> Your objective
Reproduce the records below, substituting "locate" for each occurrence of "find" and keeping everything else unchanged.

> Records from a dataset
>>>>>

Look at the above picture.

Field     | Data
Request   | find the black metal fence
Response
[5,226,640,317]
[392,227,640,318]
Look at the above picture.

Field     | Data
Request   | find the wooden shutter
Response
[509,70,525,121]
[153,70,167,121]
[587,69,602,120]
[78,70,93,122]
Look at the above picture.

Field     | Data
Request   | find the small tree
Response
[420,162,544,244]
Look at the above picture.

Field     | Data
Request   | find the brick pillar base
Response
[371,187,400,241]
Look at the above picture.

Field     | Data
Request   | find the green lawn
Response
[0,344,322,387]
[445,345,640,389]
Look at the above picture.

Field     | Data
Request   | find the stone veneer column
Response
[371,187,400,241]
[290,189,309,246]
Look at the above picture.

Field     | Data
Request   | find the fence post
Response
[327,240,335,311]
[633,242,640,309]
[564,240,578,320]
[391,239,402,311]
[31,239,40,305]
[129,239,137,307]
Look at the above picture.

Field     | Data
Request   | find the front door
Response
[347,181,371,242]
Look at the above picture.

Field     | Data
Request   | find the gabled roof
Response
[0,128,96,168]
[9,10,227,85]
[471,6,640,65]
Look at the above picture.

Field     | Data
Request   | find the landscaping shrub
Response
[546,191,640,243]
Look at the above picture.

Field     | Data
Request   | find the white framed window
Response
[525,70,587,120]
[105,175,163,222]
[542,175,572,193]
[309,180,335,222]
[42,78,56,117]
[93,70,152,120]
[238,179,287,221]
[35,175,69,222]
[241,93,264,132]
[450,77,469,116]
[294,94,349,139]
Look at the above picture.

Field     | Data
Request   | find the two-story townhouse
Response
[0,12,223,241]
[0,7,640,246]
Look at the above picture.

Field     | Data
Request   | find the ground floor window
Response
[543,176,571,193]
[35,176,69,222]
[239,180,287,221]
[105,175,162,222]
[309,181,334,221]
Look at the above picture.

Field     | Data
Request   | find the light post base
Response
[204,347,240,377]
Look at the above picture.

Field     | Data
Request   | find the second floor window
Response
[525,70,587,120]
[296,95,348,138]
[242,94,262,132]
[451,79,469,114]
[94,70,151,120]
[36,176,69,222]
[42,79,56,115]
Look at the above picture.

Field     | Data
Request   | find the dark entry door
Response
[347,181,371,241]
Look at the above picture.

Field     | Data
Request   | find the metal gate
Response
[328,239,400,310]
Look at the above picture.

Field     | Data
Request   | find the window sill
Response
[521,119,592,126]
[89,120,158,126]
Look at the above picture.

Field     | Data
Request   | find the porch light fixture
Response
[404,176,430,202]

<<<<<

> Completed task
Look at the above picture.

Field     | Data
Request   | locate the black metal fence
Response
[5,226,640,317]
[392,227,640,318]
Look at the above picture.

Field     | Data
Request   | locate the wooden shutter
Response
[509,70,525,121]
[153,70,167,121]
[587,69,602,120]
[78,70,93,122]
Look at the above picture.

Field     | Data
Request   | locate the small tree
Response
[420,162,544,244]
Look at the above picture.

Field     | Data
Request   | locate the brick pillar base
Response
[371,187,400,241]
Look at the above picture.

Field     | Data
Request   | locate the green lawn
Response
[0,344,322,387]
[445,345,640,389]
Look at the above picture.

Field     | Data
Request   | locate the stone veneer column
Response
[371,187,400,241]
[290,189,309,246]
Look at the above picture.

Field     | Data
Request   | locate the fence post
Response
[327,240,335,311]
[633,242,640,309]
[564,240,578,320]
[391,239,402,311]
[31,239,40,305]
[129,239,137,307]
Look at the above picture.

Field     | Data
Request   | locate the front door
Response
[347,181,371,242]
Look at the above picture.

Field     | Data
Request   | locate the gabled roof
Response
[0,128,96,168]
[9,10,227,85]
[471,6,640,65]
Look at the above picture.

Field     | Data
Request   | locate the landscaping shrub
Response
[546,191,640,243]
Look at the above picture.

Field     | Data
Request   | locate the white framed window
Response
[525,70,587,120]
[105,175,163,222]
[542,175,572,193]
[309,180,335,222]
[42,78,56,117]
[93,70,152,120]
[238,179,287,221]
[35,175,69,222]
[241,93,264,132]
[450,77,469,116]
[294,94,349,139]
Look at the above picture.

Field     | Data
Request   | locate the two-story townhouse
Response
[0,12,223,241]
[0,7,640,246]
Look at the above picture.

Field     | Data
Request   | locate the ground floor window
Response
[543,176,571,193]
[35,176,69,222]
[239,180,287,221]
[105,175,162,222]
[309,181,334,221]
Look at the above picture.

Field     | Data
Request   | locate the light post base
Response
[204,347,240,377]
Look at the above picture.

Field     | Data
Request   | locate the second floor window
Response
[525,70,587,120]
[296,95,348,138]
[242,94,262,132]
[451,79,469,114]
[94,70,151,120]
[36,176,69,222]
[42,79,56,115]
Look at the above picture.

Field     | Data
Request   | locate the dark entry door
Response
[347,181,371,241]
Look at the above picture.

Field     | Data
Request   | locate the metal gate
Response
[328,239,400,310]
Look at the above picture.

Field     | Data
Request   | locate the window sill
Response
[521,119,592,126]
[89,120,158,126]
Look at the above picture.

Field     | Data
Request   | locate the porch light fixture
Response
[404,176,430,202]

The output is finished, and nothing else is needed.